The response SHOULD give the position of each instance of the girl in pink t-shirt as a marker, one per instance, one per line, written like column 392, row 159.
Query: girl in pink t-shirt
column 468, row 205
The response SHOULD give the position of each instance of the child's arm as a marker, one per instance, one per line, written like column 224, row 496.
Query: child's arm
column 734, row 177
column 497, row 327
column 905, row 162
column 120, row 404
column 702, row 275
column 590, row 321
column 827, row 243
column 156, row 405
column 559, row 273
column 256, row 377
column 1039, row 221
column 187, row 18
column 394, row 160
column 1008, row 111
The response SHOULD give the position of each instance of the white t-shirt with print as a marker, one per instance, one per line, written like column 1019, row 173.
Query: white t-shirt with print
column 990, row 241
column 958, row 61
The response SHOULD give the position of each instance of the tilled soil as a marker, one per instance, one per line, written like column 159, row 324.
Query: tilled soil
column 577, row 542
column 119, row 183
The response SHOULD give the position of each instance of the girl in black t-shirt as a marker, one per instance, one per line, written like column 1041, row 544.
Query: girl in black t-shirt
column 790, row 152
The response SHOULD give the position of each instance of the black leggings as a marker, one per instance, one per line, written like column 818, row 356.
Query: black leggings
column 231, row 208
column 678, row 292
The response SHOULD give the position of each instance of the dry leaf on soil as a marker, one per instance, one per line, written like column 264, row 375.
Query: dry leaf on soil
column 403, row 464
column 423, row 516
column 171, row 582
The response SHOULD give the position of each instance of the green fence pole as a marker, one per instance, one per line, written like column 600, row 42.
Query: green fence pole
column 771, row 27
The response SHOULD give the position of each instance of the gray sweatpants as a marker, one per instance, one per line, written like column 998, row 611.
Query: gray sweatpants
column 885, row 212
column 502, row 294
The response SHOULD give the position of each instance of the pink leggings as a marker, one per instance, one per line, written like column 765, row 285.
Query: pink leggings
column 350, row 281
---
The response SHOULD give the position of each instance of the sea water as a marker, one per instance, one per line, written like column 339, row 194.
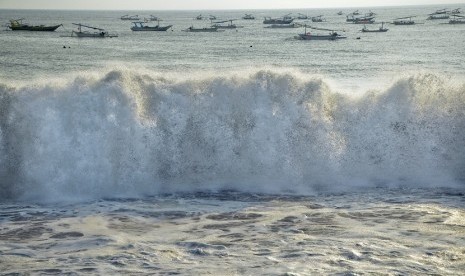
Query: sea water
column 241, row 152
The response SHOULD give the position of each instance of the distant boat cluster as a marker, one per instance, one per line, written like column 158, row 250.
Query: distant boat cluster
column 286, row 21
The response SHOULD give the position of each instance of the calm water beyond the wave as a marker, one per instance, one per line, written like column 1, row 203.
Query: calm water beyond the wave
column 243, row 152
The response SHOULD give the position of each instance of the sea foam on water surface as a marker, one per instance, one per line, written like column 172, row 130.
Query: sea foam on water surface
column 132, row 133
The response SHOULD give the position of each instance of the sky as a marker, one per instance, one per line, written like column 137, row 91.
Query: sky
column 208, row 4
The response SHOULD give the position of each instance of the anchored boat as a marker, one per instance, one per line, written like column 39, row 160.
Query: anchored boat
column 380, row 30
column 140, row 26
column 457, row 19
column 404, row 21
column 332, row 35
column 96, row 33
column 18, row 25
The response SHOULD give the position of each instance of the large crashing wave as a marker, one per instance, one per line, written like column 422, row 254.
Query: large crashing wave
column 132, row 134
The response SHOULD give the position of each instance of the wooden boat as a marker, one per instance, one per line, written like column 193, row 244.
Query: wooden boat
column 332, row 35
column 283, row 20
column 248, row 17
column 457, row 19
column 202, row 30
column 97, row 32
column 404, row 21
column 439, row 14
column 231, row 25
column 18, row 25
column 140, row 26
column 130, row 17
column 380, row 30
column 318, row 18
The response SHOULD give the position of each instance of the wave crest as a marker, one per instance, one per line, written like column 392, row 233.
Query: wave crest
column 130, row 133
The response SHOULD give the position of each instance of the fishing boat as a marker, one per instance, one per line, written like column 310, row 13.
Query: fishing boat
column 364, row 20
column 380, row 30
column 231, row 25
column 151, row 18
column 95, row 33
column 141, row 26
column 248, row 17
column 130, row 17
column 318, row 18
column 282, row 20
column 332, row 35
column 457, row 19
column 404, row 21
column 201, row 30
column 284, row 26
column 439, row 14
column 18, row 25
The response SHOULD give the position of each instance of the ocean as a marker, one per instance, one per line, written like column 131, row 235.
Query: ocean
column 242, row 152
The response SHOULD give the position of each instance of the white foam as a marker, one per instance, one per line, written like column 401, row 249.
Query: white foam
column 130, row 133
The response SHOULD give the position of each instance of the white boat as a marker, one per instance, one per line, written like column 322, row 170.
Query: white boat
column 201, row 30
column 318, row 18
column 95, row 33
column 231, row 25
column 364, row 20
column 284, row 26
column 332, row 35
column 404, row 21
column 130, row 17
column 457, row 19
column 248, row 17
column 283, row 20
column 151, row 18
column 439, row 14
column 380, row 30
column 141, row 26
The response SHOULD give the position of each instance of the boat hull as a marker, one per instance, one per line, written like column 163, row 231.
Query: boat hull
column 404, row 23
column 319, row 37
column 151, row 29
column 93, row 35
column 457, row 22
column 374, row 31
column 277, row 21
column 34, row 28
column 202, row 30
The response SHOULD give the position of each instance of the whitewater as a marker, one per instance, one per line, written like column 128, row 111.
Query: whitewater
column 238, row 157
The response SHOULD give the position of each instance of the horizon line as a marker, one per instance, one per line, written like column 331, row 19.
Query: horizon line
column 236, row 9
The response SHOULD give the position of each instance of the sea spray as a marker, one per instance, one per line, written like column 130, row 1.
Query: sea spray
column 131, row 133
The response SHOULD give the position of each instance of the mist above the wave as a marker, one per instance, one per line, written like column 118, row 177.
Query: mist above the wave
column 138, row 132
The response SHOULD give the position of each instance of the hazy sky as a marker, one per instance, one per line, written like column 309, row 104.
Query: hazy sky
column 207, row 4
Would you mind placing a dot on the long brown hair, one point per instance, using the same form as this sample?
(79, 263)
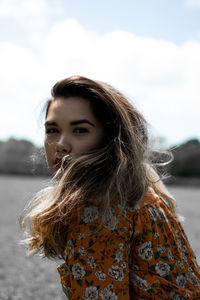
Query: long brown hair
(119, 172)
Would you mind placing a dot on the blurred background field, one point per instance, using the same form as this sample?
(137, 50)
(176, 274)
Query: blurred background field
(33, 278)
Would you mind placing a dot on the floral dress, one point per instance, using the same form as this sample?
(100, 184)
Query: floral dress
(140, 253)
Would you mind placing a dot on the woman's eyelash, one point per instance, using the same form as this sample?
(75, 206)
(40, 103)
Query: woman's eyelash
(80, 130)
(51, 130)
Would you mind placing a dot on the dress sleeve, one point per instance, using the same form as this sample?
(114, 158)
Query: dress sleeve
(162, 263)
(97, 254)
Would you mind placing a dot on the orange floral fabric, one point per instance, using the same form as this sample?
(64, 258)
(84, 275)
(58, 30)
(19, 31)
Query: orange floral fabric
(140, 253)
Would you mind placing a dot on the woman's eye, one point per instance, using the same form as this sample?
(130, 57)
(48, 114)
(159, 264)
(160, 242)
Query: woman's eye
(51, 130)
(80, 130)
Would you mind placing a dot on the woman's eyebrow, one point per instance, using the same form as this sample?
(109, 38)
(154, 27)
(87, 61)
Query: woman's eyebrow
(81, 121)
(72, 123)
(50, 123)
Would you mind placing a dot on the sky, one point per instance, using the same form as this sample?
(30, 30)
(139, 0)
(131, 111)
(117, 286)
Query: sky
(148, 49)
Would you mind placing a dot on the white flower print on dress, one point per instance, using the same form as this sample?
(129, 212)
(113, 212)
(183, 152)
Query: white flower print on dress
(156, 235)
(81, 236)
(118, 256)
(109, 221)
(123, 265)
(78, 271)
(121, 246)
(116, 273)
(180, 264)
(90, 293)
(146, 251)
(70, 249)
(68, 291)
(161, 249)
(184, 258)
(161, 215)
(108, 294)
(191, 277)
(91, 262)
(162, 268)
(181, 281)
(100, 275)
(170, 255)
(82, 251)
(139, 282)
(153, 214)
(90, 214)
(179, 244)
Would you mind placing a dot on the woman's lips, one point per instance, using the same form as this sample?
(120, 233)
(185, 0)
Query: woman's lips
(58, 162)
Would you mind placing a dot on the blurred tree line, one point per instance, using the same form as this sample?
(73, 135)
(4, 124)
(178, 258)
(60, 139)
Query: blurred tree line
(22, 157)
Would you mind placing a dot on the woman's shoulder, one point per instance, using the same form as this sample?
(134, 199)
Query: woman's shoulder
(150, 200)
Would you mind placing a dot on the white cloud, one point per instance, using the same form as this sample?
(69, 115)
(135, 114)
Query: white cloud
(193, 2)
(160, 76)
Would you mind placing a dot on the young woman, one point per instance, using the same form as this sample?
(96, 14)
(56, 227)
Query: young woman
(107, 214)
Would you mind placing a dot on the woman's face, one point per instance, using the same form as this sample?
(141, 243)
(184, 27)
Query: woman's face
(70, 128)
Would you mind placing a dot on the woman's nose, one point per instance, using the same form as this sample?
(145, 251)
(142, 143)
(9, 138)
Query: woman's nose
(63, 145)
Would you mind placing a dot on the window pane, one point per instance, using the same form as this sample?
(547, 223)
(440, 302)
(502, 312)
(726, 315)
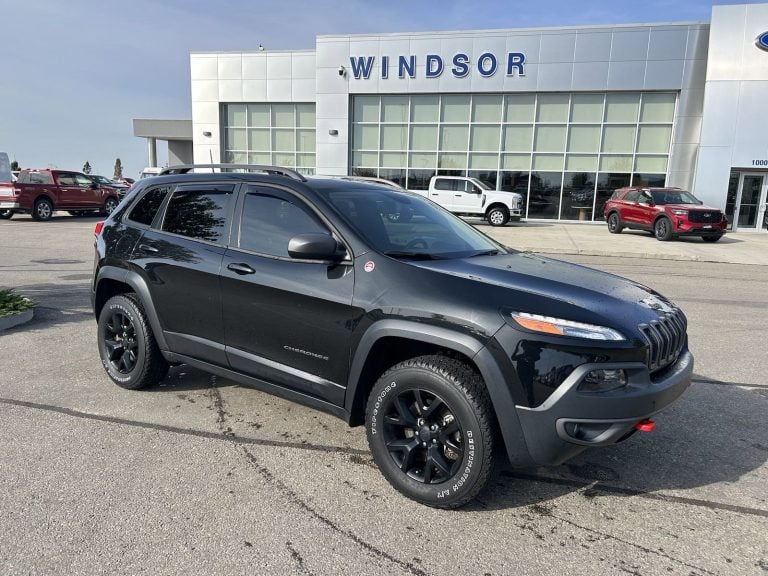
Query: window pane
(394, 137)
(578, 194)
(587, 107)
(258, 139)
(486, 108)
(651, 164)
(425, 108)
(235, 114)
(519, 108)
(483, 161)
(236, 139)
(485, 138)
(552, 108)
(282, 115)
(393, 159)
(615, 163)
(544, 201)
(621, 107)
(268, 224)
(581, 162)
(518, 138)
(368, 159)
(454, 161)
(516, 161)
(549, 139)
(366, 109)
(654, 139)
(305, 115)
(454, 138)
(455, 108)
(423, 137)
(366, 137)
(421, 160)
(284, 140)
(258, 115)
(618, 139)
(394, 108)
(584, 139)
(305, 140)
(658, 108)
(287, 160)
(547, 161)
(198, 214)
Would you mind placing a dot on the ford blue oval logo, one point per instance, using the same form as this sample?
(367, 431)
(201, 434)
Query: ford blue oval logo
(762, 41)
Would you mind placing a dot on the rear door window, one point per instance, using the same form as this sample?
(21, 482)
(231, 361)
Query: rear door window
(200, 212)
---
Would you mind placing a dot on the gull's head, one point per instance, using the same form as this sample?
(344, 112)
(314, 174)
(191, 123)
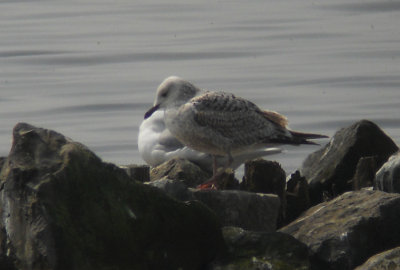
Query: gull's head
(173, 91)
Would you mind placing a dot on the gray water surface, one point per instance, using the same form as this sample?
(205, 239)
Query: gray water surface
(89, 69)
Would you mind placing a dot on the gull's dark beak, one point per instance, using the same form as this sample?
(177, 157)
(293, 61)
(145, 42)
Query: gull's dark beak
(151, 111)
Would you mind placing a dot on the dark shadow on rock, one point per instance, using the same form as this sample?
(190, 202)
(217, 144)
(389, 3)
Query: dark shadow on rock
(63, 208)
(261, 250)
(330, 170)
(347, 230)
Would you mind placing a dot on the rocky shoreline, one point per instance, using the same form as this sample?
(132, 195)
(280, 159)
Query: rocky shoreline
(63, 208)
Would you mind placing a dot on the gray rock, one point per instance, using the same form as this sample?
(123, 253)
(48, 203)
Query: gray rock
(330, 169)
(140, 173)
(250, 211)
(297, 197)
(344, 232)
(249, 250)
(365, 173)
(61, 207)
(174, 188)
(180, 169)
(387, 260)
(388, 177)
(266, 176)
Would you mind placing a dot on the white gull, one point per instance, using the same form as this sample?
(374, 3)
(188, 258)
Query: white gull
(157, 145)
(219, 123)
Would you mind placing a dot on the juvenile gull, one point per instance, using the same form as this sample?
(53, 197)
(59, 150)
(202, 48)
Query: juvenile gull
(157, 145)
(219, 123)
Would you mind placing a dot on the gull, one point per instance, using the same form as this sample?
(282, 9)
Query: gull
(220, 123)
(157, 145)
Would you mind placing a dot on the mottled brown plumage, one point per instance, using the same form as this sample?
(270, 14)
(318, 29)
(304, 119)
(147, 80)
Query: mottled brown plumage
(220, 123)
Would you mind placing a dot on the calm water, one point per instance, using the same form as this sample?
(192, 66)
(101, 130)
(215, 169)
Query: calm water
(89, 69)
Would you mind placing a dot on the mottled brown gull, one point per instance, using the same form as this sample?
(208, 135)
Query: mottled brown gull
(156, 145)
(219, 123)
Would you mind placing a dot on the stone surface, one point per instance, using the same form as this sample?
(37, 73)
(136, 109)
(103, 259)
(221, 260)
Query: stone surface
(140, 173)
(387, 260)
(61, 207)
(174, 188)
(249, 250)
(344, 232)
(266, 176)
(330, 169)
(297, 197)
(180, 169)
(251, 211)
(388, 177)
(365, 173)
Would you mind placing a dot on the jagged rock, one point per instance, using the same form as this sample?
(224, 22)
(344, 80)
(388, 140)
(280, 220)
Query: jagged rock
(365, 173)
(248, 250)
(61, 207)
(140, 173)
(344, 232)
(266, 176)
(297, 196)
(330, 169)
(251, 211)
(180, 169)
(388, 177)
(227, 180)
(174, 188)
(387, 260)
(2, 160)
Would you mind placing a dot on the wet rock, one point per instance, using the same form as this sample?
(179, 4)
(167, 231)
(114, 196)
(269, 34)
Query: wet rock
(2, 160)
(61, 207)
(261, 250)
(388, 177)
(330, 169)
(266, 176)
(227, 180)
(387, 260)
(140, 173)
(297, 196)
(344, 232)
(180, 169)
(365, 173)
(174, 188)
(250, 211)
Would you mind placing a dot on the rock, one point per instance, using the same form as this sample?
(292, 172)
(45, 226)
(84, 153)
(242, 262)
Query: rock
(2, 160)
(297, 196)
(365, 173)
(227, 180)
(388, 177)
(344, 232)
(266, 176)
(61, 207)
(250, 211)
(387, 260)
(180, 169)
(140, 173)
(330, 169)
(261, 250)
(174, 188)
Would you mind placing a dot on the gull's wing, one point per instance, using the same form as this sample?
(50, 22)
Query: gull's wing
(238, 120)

## Given task:
Put the material from the line with "422, row 254." to the line with "column 242, row 152" into a two-column CSV headed text and answer, with one row per text-and-answer pair. Quote every field and replace line breaks with spaces.

## Task response:
text,answer
"The response SHOULD give the position of each instance of the large crashing wave as a marker, one per instance, one per line, written like column 422, row 254. Query: large crashing wave","column 132, row 134"
"The response SHOULD give the position of each instance of the wooden boat as a marker, one per instance, one per line, written like column 193, row 244. Query: wooden boat","column 332, row 35 column 283, row 20 column 248, row 17 column 457, row 19 column 202, row 30 column 97, row 32 column 404, row 21 column 439, row 14 column 231, row 25 column 18, row 25 column 140, row 26 column 130, row 17 column 380, row 30 column 318, row 18"
"The response SHOULD give the position of each instance of the wave crest as a marker, one per instance, one per line, written like column 392, row 233. Query: wave crest","column 130, row 133"
"The response SHOULD give the position of each instance of the fishing boat as a marker, one per instance, one per line, written like column 310, row 13. Query: fishing boat","column 364, row 20 column 380, row 30 column 231, row 25 column 151, row 18 column 95, row 33 column 141, row 26 column 248, row 17 column 130, row 17 column 318, row 18 column 282, row 20 column 332, row 35 column 457, row 19 column 404, row 21 column 201, row 30 column 284, row 26 column 439, row 14 column 18, row 25"
"The response SHOULD give the position of each instance of the ocean as a marker, one per instance, one per line, written like column 131, row 235. Query: ocean","column 242, row 152"